Stored items —
--------------------------------------------------
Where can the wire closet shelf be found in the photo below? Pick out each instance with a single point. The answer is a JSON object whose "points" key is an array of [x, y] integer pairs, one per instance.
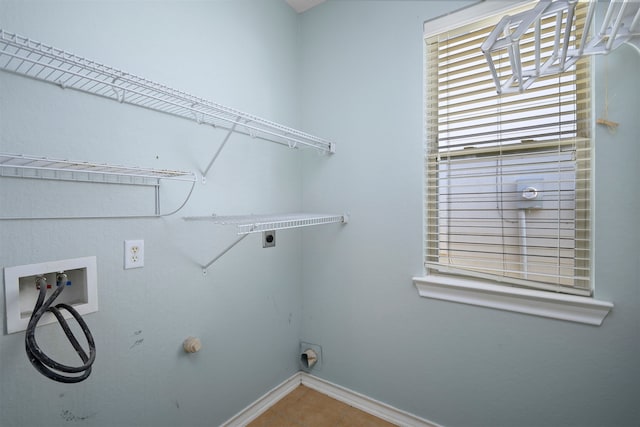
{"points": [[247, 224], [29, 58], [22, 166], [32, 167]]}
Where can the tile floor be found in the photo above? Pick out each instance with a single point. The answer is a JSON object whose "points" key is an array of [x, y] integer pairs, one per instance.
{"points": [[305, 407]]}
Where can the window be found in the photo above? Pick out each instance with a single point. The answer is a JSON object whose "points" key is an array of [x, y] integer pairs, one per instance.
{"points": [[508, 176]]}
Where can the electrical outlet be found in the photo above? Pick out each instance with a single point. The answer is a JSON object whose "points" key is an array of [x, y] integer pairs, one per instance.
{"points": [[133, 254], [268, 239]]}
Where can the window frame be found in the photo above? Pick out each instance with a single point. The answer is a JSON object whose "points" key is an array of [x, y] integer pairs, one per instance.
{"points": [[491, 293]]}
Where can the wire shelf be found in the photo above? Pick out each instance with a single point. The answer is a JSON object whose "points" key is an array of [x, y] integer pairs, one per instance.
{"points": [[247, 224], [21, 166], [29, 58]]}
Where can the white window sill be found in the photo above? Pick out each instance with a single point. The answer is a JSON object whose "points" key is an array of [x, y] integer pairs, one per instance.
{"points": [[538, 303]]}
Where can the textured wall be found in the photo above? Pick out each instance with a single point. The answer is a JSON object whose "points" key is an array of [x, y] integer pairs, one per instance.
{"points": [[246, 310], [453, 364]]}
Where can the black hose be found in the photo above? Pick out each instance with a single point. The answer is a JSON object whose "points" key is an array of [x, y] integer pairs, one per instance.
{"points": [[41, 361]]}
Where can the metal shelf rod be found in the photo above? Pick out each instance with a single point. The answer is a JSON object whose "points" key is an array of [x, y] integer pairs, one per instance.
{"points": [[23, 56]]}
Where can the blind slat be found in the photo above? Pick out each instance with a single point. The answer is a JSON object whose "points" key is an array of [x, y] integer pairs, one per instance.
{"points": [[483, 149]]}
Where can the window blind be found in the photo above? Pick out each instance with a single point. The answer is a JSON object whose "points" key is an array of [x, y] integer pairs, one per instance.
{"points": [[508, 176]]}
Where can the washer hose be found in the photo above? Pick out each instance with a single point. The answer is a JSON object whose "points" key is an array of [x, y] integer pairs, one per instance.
--------------------------------------------------
Task statement — Return word for word the line with "Where can the blind" and every line after it through the end of the records above.

Answer for this exercise —
Where can the blind slat be found in the photo above? Pick out each instance with a single point. The answer is a JSON object whose "points" key is an array of [x, y] integer pairs, one per instance.
{"points": [[483, 149]]}
Where can the window blind be found in the photo above? Pick out each instance with a single point. The answer is a JSON object whose "points" key is an array of [x, y] integer pairs, one per instance.
{"points": [[508, 176]]}
Where can the washer hose be found in the photo above? Pick out each instance with a single point. The answer is a JSON object whose "points" key is an array of [x, y] integer pairs, one per instance.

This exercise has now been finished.